___ DATA SUPPLIED ___
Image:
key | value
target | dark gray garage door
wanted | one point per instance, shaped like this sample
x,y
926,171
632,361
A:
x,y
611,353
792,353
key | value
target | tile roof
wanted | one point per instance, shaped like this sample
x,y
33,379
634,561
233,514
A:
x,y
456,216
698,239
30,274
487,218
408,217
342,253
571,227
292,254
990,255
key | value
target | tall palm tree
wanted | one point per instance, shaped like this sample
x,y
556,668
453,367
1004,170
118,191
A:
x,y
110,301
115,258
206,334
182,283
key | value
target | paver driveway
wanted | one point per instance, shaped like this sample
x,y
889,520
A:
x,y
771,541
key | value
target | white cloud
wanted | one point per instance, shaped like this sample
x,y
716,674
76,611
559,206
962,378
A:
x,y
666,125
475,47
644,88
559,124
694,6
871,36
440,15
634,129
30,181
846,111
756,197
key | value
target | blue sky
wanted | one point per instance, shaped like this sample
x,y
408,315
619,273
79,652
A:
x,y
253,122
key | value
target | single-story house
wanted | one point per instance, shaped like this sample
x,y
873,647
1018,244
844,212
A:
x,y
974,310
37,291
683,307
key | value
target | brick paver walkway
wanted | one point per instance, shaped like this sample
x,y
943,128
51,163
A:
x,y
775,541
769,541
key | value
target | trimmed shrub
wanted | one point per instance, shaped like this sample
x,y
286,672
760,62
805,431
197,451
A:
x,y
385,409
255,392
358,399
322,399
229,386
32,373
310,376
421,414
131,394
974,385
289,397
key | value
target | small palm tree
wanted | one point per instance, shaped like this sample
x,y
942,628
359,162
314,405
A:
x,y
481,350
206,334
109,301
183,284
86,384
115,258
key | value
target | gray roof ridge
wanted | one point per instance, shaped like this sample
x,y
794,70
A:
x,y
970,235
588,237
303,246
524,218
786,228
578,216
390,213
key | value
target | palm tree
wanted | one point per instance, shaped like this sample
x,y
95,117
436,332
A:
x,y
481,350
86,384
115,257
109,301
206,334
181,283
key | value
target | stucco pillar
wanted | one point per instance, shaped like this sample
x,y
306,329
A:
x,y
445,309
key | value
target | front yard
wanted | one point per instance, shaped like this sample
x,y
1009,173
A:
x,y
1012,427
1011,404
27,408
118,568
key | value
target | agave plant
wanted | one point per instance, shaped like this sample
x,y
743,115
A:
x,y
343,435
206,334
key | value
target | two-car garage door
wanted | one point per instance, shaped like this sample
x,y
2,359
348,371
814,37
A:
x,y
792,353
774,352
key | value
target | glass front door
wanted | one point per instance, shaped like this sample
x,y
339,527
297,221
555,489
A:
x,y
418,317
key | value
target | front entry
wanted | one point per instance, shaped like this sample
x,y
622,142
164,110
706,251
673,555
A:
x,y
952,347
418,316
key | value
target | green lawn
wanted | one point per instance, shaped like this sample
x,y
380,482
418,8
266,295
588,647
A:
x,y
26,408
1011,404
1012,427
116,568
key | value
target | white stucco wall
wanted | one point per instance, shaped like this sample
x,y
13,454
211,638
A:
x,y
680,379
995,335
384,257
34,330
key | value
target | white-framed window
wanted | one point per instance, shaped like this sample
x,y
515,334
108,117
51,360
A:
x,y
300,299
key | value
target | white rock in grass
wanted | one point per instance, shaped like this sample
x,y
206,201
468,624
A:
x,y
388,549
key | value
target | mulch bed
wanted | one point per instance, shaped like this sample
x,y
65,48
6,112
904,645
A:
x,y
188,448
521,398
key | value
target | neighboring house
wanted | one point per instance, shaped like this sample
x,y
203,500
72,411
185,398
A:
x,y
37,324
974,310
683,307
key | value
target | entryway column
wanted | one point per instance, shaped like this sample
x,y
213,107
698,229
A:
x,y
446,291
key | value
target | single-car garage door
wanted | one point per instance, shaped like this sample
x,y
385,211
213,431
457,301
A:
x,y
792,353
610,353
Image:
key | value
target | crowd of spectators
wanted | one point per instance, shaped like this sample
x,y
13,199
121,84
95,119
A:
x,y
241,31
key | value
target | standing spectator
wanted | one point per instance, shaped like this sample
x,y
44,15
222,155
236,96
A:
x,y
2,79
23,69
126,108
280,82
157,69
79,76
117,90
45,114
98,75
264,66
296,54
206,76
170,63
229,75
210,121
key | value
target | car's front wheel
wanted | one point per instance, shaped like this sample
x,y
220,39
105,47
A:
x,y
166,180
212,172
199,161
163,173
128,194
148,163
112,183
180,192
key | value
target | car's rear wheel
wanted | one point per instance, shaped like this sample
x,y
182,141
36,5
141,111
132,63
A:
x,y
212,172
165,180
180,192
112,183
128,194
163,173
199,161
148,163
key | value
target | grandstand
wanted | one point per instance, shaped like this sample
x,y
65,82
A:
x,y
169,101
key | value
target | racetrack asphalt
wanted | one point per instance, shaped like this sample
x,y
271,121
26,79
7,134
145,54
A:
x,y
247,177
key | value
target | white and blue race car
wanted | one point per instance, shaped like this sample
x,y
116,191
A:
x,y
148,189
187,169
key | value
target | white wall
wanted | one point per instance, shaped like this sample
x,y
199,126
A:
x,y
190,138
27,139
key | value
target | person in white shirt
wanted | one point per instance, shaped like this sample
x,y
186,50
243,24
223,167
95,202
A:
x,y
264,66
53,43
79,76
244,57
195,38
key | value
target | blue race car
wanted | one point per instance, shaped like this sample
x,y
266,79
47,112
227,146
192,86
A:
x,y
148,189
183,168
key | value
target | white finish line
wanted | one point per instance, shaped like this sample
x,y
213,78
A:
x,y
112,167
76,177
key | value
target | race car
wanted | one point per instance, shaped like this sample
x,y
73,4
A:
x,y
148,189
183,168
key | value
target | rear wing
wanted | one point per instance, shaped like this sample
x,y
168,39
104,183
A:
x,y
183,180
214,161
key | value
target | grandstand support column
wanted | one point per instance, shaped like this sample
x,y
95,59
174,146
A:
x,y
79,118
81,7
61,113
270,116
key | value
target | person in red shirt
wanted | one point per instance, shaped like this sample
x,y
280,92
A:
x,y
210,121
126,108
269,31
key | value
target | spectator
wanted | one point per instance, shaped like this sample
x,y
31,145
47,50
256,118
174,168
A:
___
> _TASK BRIEF_: Transcribe every record above exactly as written.

> _SOLUTION TO THIS TASK_:
Image:
key | value
target | dark gray garage door
wanted | one point per instance, shaped like this sample
x,y
926,171
632,361
A:
x,y
611,353
792,353
key | value
target | tile roof
wanted | one point per instance, shaped like this sample
x,y
33,379
634,561
233,514
A:
x,y
456,216
698,239
30,274
487,218
408,217
342,253
571,227
292,254
990,255
key | value
target | tall palm tree
wanted | one point per instance, shaped like this sample
x,y
556,668
453,367
1004,170
118,191
A:
x,y
110,301
115,258
206,334
182,283
key | value
target | paver driveway
wanted | one point per instance, shaped like this sample
x,y
889,520
A:
x,y
771,541
key | value
target | white cloud
wanted | one point per instance, shaped like this sample
x,y
716,674
76,611
559,206
962,378
A:
x,y
666,125
475,47
644,88
559,124
694,6
871,36
440,15
634,129
30,181
846,111
756,197
key | value
target | blue sky
wanted | one point per instance, shaped like this sample
x,y
408,315
619,273
79,652
A:
x,y
253,122
key | value
target | single-story house
wanted | one point per instance, shaped like this sample
x,y
873,647
1018,244
844,212
A:
x,y
974,310
37,291
683,307
key | value
target | brick paver walkway
wanted | one point per instance, shaped like this sample
x,y
943,128
51,163
A:
x,y
775,541
769,541
key | value
target | trimmed shrub
wanted | one point per instance, shaped like this sample
x,y
286,672
760,62
805,431
197,451
A:
x,y
385,409
255,392
358,399
322,399
229,386
32,373
310,376
421,414
131,394
974,385
289,397
key | value
target | small palm tree
wanted | one point per instance, shaped like this sample
x,y
942,628
359,162
314,405
A:
x,y
481,350
206,334
109,301
183,284
86,384
115,258
key | value
target | gray roof ridge
wanted | one point per instance, shaped like this sample
x,y
794,70
A:
x,y
970,235
588,237
303,246
524,218
786,228
578,216
390,213
key | value
target | palm tree
wanted | one point per instance, shaped like this sample
x,y
95,117
436,332
A:
x,y
481,350
86,384
115,257
109,301
206,334
181,283
key | value
target | stucco pillar
wanted | one point per instance, shaped like this sample
x,y
306,329
A:
x,y
445,309
key | value
target | front yard
wanted | one point per instance, shaped like this sample
x,y
1009,173
A:
x,y
1012,427
1011,404
27,408
118,568
key | value
target | agave plant
wanted | one point per instance, shaped like this sample
x,y
743,115
A:
x,y
343,435
206,334
key | value
target | two-car garage door
wanted | one point per instance, shaped like this sample
x,y
2,359
348,371
814,37
A:
x,y
792,353
774,352
key | value
target | glass front door
wanted | one point per instance, shaped like this sample
x,y
339,527
297,221
555,489
A:
x,y
418,317
key | value
target | front entry
wanted | one point per instance, shaped like this sample
x,y
622,142
164,110
706,251
673,555
A:
x,y
952,347
418,316
key | value
target | green lawn
wanted | one point per instance, shaped like this sample
x,y
380,482
418,8
266,295
588,647
A:
x,y
26,408
1011,404
1012,427
116,568
key | value
target | white stucco wall
wanted | one point per instance, shaped like this sample
x,y
13,454
211,638
A:
x,y
680,379
995,335
384,257
34,330
key | value
target | white-framed window
wanted | one point per instance, shaped like this sample
x,y
515,334
108,117
51,360
A:
x,y
300,299
key | value
target | white rock in grass
wanted | one point per instance, shaped like this sample
x,y
206,201
468,624
A:
x,y
388,549
key | value
target | mulch bed
wanted | one point per instance, shaped like this sample
x,y
65,48
6,112
904,645
A:
x,y
188,448
521,398
key | value
target | neighboring house
wanted | one point per instance, shaped like this sample
x,y
203,500
72,411
185,398
A:
x,y
37,324
974,310
683,307
key | value
target | entryway column
wanted | one point per instance, shaped like this sample
x,y
213,107
698,229
A:
x,y
446,291
key | value
target | single-car garage door
wanted | one point per instance, shaped like this sample
x,y
385,211
213,431
457,301
A:
x,y
792,353
610,353
Image:
key | value
target | crowd of spectators
wanted | one point per instance, shaped like this sample
x,y
13,199
121,84
95,119
A:
x,y
241,31
key | value
target | standing spectator
wanted | one point per instance, shaped like this sample
x,y
44,15
222,155
236,96
A:
x,y
2,79
23,69
126,108
280,82
157,69
79,76
117,90
45,114
98,75
264,66
296,54
206,76
170,63
229,75
210,121
key | value
target | car's front wheel
wanted | one point per instance, shaped like this sample
x,y
220,39
105,47
A:
x,y
166,180
212,172
199,161
163,173
128,194
148,163
112,183
180,192
key | value
target | car's rear wheel
wanted | one point per instance, shaped like this sample
x,y
182,141
36,5
141,111
132,63
A:
x,y
212,172
165,180
180,192
112,183
128,194
163,173
199,161
148,163
key | value
target | grandstand
wanted | one point per instance, shaped like this sample
x,y
65,82
A:
x,y
169,101
key | value
target | racetrack asphalt
wanted | one point per instance, shaped like this sample
x,y
271,121
26,79
7,134
145,54
A:
x,y
247,177
key | value
target | white and blue race car
wanted | one point per instance, shaped like this sample
x,y
116,191
A:
x,y
148,189
187,169
key | value
target | white wall
wanted | one point per instance, shaped like this sample
x,y
199,126
A:
x,y
190,138
27,139
key | value
target | person in white shirt
wanted | one point per instance, shaped like this sample
x,y
186,50
243,24
223,167
95,202
A:
x,y
264,66
53,43
79,76
244,57
195,38
key | value
target | blue race car
wanted | one point per instance, shaped like this sample
x,y
266,79
47,112
227,146
192,86
A:
x,y
148,189
183,168
key | value
target | white finish line
wanted | one point per instance, shaped like this sample
x,y
213,78
A:
x,y
112,167
76,177
key | value
target | race car
wanted | one point per instance, shaped like this sample
x,y
73,4
A:
x,y
148,189
183,168
key | value
target | rear wing
wanted | one point per instance, shaped like this sample
x,y
168,39
104,183
A:
x,y
183,180
214,161
key | value
target | grandstand support column
wanted | one point per instance, shaped like this sample
x,y
95,59
174,146
A:
x,y
79,118
81,7
61,113
270,116
key | value
target | person in red shirt
wanted | one point per instance, shaped like this sample
x,y
280,92
A:
x,y
210,121
126,108
269,31
key | value
target | spectator
wanted | one point per instance, shaped like this sample
x,y
31,145
47,50
256,118
174,168
A:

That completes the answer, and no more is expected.